▶ _Supplied data_
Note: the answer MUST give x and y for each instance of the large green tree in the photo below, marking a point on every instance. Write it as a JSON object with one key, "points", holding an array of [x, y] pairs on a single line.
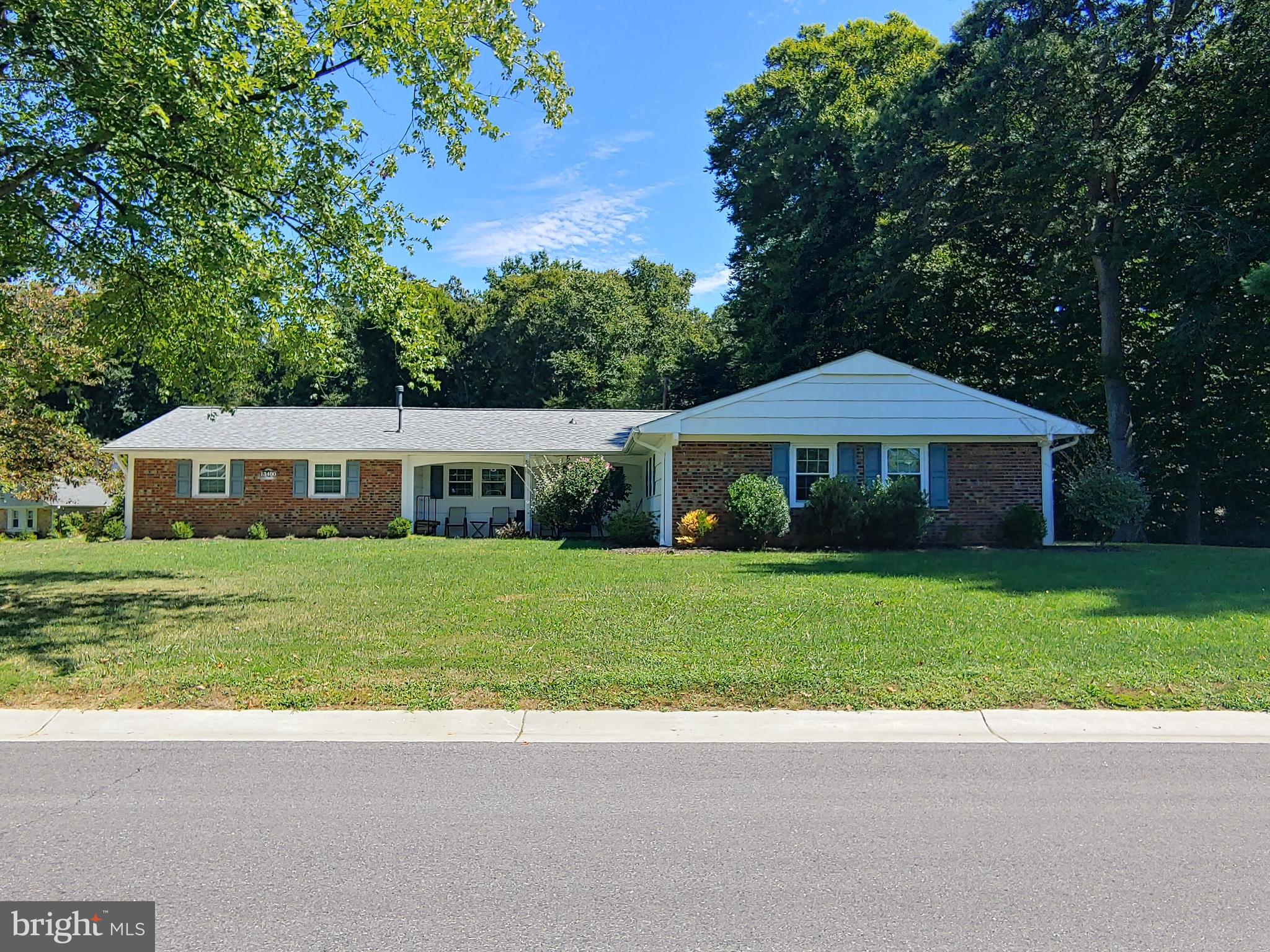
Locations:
{"points": [[197, 165], [784, 159]]}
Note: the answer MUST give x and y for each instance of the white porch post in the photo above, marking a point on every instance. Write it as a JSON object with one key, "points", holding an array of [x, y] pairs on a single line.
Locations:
{"points": [[407, 489], [127, 495], [667, 495], [1047, 490], [528, 493]]}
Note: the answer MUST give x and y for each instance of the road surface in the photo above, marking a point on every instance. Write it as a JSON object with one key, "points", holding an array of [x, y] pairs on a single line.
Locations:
{"points": [[351, 845]]}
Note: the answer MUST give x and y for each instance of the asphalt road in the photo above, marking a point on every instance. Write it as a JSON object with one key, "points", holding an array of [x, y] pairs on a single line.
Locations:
{"points": [[652, 847]]}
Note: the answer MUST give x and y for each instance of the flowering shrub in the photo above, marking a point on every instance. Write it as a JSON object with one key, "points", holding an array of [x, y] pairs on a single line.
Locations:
{"points": [[694, 527]]}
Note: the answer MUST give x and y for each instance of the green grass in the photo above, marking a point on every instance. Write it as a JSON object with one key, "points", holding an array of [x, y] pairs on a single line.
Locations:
{"points": [[455, 624]]}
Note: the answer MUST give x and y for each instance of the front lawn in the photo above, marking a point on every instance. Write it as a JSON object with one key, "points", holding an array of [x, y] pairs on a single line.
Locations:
{"points": [[437, 624]]}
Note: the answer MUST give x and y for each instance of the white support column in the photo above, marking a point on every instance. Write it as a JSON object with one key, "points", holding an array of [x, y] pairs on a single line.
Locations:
{"points": [[1047, 490], [408, 489], [528, 493], [667, 496], [127, 496]]}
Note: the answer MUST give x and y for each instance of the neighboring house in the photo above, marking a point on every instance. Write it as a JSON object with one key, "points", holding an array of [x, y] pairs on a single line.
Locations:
{"points": [[296, 469], [37, 516]]}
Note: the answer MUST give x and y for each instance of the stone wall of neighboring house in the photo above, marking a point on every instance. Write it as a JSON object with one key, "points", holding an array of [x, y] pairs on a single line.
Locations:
{"points": [[156, 506], [985, 482]]}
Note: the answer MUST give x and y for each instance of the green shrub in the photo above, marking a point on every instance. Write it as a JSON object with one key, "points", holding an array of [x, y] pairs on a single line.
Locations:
{"points": [[112, 531], [1101, 499], [94, 526], [836, 511], [512, 530], [1023, 527], [761, 507], [631, 527], [895, 514], [579, 494], [876, 516], [68, 524]]}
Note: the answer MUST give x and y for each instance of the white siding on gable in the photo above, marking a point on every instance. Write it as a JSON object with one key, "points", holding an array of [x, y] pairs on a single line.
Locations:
{"points": [[865, 397]]}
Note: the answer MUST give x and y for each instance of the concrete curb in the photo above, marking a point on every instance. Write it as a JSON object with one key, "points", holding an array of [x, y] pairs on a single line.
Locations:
{"points": [[646, 726]]}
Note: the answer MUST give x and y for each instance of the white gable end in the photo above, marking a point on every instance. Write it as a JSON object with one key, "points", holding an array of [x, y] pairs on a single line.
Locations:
{"points": [[865, 395]]}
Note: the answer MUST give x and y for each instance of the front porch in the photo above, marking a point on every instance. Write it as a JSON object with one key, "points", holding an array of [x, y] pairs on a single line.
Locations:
{"points": [[470, 496]]}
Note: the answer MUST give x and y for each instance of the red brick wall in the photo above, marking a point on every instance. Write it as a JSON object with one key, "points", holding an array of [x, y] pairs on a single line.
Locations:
{"points": [[985, 482], [156, 507], [703, 472]]}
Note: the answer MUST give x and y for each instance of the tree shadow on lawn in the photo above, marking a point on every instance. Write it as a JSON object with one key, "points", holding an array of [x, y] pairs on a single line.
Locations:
{"points": [[1180, 582], [48, 616]]}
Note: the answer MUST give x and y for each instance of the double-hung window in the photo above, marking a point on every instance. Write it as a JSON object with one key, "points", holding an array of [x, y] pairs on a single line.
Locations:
{"points": [[493, 483], [810, 464], [905, 464], [328, 479], [213, 480], [460, 483]]}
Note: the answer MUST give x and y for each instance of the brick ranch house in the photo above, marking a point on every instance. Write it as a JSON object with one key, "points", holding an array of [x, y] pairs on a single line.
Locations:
{"points": [[296, 469]]}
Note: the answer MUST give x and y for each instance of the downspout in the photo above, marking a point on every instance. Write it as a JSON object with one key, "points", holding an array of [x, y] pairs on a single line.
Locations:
{"points": [[1047, 484]]}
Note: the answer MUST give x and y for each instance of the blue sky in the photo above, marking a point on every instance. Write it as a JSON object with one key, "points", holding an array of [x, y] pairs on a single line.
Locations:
{"points": [[626, 174]]}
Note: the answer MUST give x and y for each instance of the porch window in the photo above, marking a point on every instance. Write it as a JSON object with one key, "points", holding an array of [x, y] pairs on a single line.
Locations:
{"points": [[493, 483], [211, 480], [905, 464], [328, 479], [810, 464], [460, 483]]}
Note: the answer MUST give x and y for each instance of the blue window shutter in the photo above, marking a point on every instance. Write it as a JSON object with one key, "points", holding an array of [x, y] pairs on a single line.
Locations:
{"points": [[848, 461], [300, 479], [184, 467], [939, 457], [781, 465], [873, 462]]}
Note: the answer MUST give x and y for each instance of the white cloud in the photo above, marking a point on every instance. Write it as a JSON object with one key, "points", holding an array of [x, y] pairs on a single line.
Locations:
{"points": [[716, 281], [611, 145], [592, 224]]}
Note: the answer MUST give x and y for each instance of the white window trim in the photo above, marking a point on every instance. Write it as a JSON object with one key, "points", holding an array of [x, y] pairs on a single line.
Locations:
{"points": [[809, 444], [196, 465], [507, 482], [923, 456], [922, 447], [313, 479]]}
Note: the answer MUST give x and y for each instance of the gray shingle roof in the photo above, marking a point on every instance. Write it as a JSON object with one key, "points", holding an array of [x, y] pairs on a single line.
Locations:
{"points": [[374, 428]]}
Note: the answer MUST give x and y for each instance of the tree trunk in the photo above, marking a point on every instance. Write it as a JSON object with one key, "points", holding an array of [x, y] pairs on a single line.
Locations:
{"points": [[1104, 239], [1194, 457]]}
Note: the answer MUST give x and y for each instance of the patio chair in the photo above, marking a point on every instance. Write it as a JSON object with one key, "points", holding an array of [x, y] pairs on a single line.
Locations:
{"points": [[499, 517], [456, 519]]}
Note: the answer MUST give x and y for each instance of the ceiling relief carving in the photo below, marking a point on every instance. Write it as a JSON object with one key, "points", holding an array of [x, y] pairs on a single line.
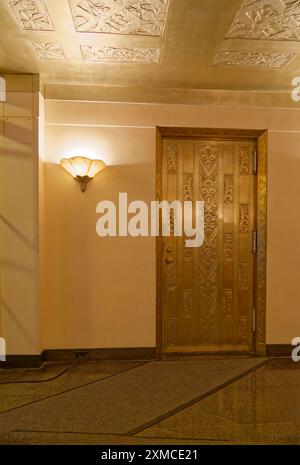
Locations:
{"points": [[120, 55], [49, 51], [246, 59], [267, 19], [136, 17], [31, 14]]}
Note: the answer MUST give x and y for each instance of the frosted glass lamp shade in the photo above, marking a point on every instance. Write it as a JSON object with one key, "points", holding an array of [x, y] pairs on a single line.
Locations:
{"points": [[82, 169]]}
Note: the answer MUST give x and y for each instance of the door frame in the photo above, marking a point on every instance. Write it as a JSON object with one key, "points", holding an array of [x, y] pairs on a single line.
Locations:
{"points": [[260, 265]]}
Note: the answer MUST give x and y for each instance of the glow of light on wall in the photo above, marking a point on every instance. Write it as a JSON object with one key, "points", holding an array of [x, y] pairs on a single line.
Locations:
{"points": [[2, 90]]}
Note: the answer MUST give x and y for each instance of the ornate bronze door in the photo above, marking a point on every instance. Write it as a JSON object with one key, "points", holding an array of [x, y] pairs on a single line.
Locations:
{"points": [[208, 292]]}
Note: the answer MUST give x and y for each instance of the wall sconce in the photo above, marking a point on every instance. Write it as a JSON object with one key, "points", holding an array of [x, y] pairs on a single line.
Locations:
{"points": [[82, 169]]}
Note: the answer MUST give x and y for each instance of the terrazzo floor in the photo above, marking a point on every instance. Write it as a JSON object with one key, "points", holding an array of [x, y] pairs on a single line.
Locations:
{"points": [[232, 401]]}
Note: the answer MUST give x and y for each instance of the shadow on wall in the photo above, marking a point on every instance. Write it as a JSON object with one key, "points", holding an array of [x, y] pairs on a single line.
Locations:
{"points": [[21, 133], [12, 315], [18, 233]]}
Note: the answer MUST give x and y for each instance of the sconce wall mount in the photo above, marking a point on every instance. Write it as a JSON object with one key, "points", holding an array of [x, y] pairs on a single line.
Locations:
{"points": [[82, 169]]}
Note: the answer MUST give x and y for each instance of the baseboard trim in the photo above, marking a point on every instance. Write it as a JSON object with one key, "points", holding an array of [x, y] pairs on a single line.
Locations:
{"points": [[22, 361], [128, 353], [279, 350]]}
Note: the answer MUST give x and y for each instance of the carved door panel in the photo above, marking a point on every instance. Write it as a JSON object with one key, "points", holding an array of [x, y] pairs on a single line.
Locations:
{"points": [[207, 292]]}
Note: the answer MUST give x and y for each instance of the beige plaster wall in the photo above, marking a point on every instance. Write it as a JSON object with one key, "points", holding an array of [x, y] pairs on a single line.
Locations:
{"points": [[101, 292]]}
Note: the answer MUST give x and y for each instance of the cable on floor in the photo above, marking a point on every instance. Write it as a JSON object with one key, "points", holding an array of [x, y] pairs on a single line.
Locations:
{"points": [[75, 362]]}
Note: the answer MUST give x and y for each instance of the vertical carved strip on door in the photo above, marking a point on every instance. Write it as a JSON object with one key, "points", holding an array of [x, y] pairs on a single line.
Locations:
{"points": [[208, 159]]}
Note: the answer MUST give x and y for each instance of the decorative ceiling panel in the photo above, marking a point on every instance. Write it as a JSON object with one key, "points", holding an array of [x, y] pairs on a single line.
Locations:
{"points": [[267, 19], [124, 55], [49, 51], [31, 14], [137, 17], [252, 59]]}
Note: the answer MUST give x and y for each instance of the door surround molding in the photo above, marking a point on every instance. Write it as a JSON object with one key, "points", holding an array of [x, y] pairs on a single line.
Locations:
{"points": [[261, 136]]}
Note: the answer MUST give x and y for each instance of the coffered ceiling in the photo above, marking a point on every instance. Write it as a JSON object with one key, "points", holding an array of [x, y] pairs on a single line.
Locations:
{"points": [[179, 44]]}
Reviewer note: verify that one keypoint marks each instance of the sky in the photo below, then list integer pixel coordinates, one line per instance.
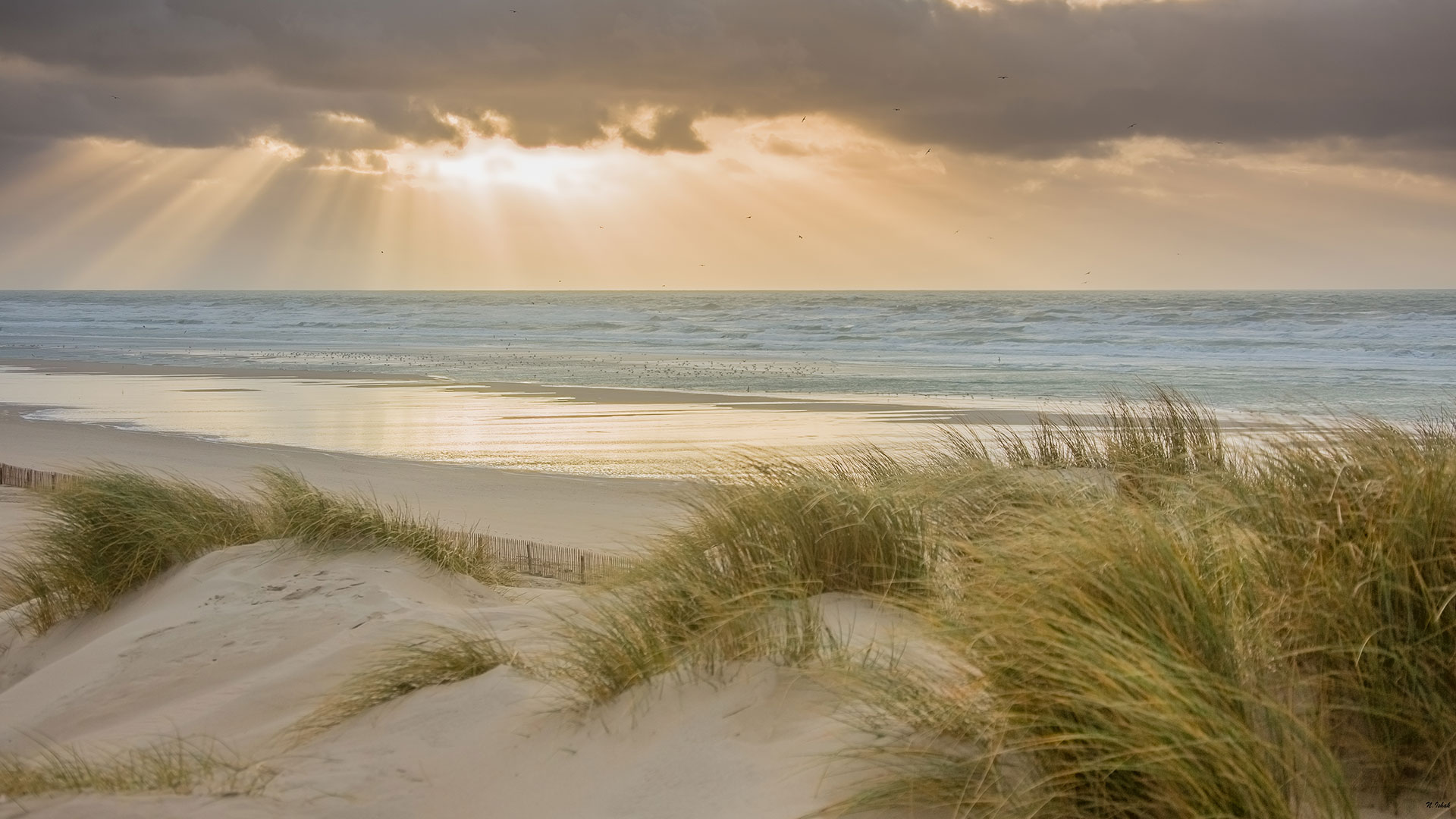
(727, 143)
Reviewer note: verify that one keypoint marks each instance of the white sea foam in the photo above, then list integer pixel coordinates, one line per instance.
(1392, 353)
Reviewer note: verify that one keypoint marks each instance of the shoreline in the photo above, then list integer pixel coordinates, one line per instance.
(604, 513)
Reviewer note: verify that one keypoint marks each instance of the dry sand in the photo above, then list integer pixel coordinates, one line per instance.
(570, 510)
(240, 643)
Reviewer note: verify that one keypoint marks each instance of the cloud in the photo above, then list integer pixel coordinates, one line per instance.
(565, 72)
(672, 130)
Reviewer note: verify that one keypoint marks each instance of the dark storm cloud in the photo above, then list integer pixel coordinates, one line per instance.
(571, 72)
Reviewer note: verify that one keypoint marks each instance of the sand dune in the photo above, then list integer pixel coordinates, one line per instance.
(243, 642)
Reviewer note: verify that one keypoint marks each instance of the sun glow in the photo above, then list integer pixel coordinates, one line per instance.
(497, 162)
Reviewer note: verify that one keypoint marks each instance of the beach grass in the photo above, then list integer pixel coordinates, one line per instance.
(114, 529)
(328, 521)
(111, 532)
(1128, 618)
(1110, 661)
(174, 765)
(440, 657)
(1360, 523)
(1131, 621)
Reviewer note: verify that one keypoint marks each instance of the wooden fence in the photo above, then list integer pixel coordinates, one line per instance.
(526, 557)
(12, 475)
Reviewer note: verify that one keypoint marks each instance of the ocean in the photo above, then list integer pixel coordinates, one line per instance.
(862, 357)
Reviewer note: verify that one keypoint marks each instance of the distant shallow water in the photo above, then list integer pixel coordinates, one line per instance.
(1389, 353)
(674, 384)
(576, 430)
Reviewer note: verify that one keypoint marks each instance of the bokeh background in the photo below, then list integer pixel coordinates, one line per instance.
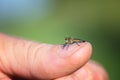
(50, 21)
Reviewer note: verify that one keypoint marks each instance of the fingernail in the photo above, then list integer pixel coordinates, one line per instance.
(71, 49)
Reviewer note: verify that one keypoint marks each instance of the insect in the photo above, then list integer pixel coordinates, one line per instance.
(70, 40)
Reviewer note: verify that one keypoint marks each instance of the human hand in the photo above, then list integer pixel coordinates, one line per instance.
(22, 59)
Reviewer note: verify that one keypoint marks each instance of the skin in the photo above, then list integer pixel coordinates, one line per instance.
(27, 60)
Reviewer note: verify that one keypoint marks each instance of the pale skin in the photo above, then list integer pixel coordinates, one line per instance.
(23, 59)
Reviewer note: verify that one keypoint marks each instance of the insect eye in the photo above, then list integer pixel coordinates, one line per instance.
(66, 38)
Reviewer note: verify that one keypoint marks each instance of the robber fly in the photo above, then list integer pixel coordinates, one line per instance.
(70, 40)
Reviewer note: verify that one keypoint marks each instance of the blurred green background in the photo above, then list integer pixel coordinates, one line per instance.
(50, 21)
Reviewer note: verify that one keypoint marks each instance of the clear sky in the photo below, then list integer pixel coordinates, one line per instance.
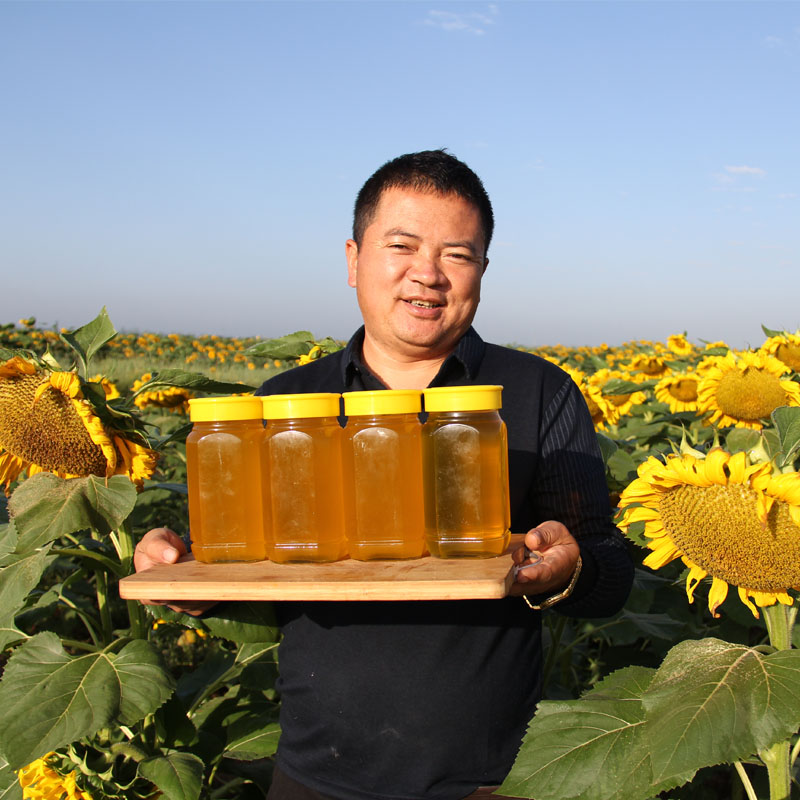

▶ _Work item_
Pull out every line of the records above that contains the word "lawn".

▶ _Exercise answer_
Note: the answer MUST give x and y for each instance of the front lawn in the photo above, marking a point on every instance. Write it as a JSON object with one key, "points", holding an array of [x, y] pairs on a single line.
Note: the answer MUST give x and y for each instance of the tree shadow on lawn in the photo above, marking a point on every instance. Write it as a JSON object with one key, "points", holding an array of [x, y] pairs on a single line.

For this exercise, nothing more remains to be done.